Mit 100 000 an der Mauer Party gefeiert W. Schnabel

 

Fotos und Text:  Klaus Händel.  In der Nacht vom 9. auf den 10. November 1989 ist die Mauer gefallen. Wilfried Schnabel, heute Studiendirektor am Niedersächsischen Internatsgymnasium Esens, aufgewachsen im Heidekreis in der Nähe von Walsrode, war damals 22 Jahre alt. „Die Vorgeschichte zum Mauerfall habe ich in den Medien verfolgt. Als dann die Mauer fiel, bin ich mit Freunden nach Lauenburg gefahren, um die Trabi-Kolonnen anzuschauen.“ Spontan hat Wilfried Schnabel beschlossen, mit seinen fünf Freunden Silvester in Berlin zu feiern. „Wir haben mit Hunderttausenden Party gemacht.“

Für den heutigen Geschichts- und Deutschlehrer war Berlin schon immer eine besondere Stadt: zum Austausch, im Sport und in der Bildung. „Grenzbesuche der widernatürlichen Teilung waren damals obligatorisch, das Grenzerlebnis berührend und einschneidend“, so Schnabel. „Sich der Trennung bewusst zu werden, war auch aus westlicher Sicht ein besonderes Erlebnis.“

Die ersten Vorzeichen, dass sich das damals ändern sollte, haben Neugier und Hoffnung geweckt. „Mein Wunsch war es, dass diese Grenze verschwindet“, so Schnabel. Erst mit den Besuchen der Grenze um den Mauerfall habe er festgestellt, dass es große Unterschiede in den Köpfen der Menschen in Ost und West gegeben hat. „Wir im Westen kannten den Osten eigentlich gar nicht. Wir sind in West-Mentalität an die Grenze gefahren. Dass das DDR-Regime und die Zustände die Menschen im Osten ganz anders geprägt haben, ist mir erst durch die Besuche richtig bewusst geworden.“

Die damaligen Freunde haben ein anderes Land besucht, mit Neugier und mit dem westlichen Verständnis im naiven Glauben, es und die Menschen zu kennen. „Ich habe den Mangel festgestellt, ohne über die Hintergründe Bescheid zu wissen.“ Das bezeichnet Schnabel aus heutiger Sicht als „jugendliche Systemarroganz“. „Trotz des vordergründigen Ziels, eigentlich nur eine gigantische Silvester-Party mitfeiern zu wollen, wir haben John Lennon gehört, ,Give Piece a Chance‘, haben sich Erwartungen und Vergleiche ergeben. Alles im Osten war düster und grau und wurde mit westlicher Überheblichkeit bewertet“, so der spätere Historiker. Daraus erwuchs für ihn die Hoffnung, beide Systeme und die Menschen mögen zusammenwachsen.

## AUFGABENLISTE:
[1] Beantworten Sie anhand des Textes zum Mauerfall:
(a) Wie alt war Wilfried Schnabel zur Zeit des Mauerfalls?
(b) In welchen Ort fuhr er mit Freunden, um die Trabi-Kolonnen anzuschauen?
(c) Mit welchem Ausdruck bezeichnet Schnabel aus heutiger Sicht, dass er den Mangel feststellte, ohne die Hintergründe zu kennen?
[2] Führen Sie den Text zum Mauerfall im selben Stil nach seinem letzten Satz weiter.

## Datensätze des Pointing-Datasets:
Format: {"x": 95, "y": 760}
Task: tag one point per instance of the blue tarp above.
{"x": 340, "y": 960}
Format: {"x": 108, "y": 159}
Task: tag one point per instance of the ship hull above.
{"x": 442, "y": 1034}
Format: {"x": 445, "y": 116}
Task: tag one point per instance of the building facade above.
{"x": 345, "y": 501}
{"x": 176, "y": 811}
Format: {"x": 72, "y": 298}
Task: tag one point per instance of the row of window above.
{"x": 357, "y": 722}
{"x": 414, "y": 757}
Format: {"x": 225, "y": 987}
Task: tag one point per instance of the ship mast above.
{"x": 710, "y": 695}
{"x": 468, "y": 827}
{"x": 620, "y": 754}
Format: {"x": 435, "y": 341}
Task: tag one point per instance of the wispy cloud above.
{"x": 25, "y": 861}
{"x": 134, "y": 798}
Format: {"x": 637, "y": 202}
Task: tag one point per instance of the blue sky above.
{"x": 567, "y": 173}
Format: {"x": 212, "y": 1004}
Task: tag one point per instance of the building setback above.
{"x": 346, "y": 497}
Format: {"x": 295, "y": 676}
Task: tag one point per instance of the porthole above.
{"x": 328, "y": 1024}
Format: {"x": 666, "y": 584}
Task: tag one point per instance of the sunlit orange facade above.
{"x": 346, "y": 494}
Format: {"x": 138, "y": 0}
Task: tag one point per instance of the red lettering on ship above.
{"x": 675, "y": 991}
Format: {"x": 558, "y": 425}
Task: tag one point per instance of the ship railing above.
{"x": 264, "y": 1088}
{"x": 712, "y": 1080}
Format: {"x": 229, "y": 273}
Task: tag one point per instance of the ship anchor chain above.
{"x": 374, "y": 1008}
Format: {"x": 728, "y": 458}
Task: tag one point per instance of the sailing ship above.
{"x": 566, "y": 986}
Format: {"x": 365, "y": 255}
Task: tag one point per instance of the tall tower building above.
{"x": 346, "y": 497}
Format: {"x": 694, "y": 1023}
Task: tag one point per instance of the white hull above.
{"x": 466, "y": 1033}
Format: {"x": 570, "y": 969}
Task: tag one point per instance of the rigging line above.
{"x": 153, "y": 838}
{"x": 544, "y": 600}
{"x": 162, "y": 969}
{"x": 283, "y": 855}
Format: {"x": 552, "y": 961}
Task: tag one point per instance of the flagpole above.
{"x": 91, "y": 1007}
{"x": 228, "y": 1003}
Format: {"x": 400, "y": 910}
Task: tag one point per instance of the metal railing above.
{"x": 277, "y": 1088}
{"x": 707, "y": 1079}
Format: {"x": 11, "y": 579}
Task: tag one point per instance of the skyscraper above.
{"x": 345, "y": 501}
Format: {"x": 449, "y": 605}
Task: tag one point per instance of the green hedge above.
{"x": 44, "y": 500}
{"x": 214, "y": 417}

## LÖSUNGEN:
[1]
(a) 22 Jahre
(b) Lauenburg
(c) „jugendliche Systemarroganz“

[2]
Nach weiteren Besuchen sagt Wilfried Schnabel 30 Jahre später: „Die gemeinsame Hoffnung hat uns vereint, aber heutige Diskussionen über Ost und West sorgen für eine erneute Trennung, die das gemeinsam Erreichte aus dem Blick geraten lässt.“

Die aktuellen Diskussionen seien für den Historiker sehr „irritierend“. Berichtet – auch in der Politik – werde heute fast ausschließlich über Negatives im Osten, was den dort lebenden Menschen nicht gerecht werde und sie erneut abtrenne. „Das Positive in der gemeinsamen Entwicklung wird ausgeklammert. Das halte ich in der Meinungsbildung für unausgewogen und gefährlich.“

Wünschenswert wäre, so Wilfried Schnabel, gemeinsame Perspektiven in den Vordergrund zu rücken, anstatt immer wieder das Trennende zu wiederholen oder im Trennenden zu erstarren.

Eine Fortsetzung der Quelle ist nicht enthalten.